Locate each line of the data that contains the word "concrete" and copy those lines out in full.

* _EXCERPTED RECORDS_:
__________________________________________________
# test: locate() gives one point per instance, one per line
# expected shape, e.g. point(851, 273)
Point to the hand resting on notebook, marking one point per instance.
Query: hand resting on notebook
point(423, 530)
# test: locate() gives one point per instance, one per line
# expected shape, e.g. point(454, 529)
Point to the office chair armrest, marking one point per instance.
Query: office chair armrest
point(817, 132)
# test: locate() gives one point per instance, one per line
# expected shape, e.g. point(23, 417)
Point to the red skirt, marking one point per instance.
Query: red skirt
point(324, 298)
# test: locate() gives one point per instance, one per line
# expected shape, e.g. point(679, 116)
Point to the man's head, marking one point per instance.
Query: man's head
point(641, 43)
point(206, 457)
__________________________________________________
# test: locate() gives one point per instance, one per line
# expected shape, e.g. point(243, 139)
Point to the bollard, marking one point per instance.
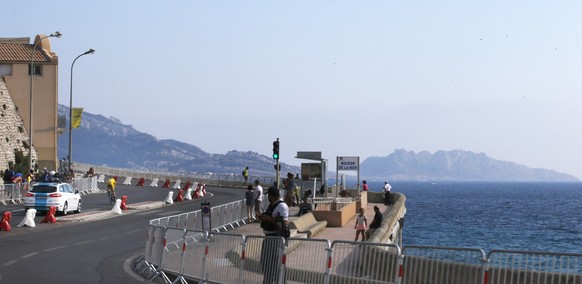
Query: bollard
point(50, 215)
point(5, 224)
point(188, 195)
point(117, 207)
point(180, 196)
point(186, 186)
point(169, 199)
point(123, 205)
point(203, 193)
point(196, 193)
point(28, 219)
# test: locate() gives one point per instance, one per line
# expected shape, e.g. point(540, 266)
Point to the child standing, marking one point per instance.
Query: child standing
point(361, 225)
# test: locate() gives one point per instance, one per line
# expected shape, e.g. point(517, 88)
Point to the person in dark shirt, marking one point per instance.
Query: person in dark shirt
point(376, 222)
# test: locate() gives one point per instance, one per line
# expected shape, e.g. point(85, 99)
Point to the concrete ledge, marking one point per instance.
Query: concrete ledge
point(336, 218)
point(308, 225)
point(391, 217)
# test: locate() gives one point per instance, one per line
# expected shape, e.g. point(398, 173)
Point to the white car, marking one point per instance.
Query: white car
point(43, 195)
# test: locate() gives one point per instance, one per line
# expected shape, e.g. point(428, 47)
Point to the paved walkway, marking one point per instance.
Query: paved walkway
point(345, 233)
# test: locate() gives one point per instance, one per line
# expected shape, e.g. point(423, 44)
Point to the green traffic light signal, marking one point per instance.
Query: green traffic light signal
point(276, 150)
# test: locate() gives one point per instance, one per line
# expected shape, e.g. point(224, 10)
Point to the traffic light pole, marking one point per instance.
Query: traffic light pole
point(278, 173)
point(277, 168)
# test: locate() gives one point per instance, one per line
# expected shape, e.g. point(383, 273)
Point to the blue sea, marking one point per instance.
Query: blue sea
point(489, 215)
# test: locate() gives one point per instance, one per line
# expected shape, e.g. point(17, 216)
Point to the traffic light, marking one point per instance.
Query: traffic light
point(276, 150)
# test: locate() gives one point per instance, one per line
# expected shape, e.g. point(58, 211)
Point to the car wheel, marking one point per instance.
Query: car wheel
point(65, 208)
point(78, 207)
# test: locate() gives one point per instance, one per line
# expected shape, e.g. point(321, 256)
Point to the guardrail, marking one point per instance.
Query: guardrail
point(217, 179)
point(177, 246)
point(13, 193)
__________________________________________________
* _FINAL ANSWER_:
Point to the concrete ledge, marking one point per instance.
Query: concrete ledge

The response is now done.